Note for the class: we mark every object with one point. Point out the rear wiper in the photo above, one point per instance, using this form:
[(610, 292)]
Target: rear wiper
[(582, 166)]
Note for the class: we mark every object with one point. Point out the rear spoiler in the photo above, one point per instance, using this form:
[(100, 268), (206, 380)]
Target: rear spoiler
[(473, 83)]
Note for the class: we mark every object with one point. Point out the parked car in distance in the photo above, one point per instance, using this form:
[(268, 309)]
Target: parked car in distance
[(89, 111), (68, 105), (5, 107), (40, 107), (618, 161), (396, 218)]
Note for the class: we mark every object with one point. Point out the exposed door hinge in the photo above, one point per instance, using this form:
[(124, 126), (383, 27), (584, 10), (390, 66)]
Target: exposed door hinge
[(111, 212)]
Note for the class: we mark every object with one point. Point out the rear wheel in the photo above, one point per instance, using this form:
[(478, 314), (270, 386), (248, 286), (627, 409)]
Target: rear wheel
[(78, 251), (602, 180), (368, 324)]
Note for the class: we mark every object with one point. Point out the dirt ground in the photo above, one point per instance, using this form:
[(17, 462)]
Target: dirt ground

---

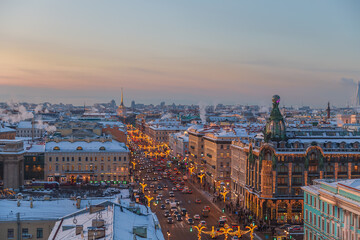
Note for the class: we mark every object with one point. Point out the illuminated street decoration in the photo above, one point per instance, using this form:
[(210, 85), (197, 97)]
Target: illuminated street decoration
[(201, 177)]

* **REQUIRED TASK**
Copy the lines from the one containing "out the dirt" up to and including the one containing "Target: dirt ground", word for word.

* **RESULT FOR THIS EXERCISE**
Note for the class: we mark every object with one point. Point out the dirt ground in the photo above, one point per instance, using this form:
[(17, 462)]
Target: dirt ground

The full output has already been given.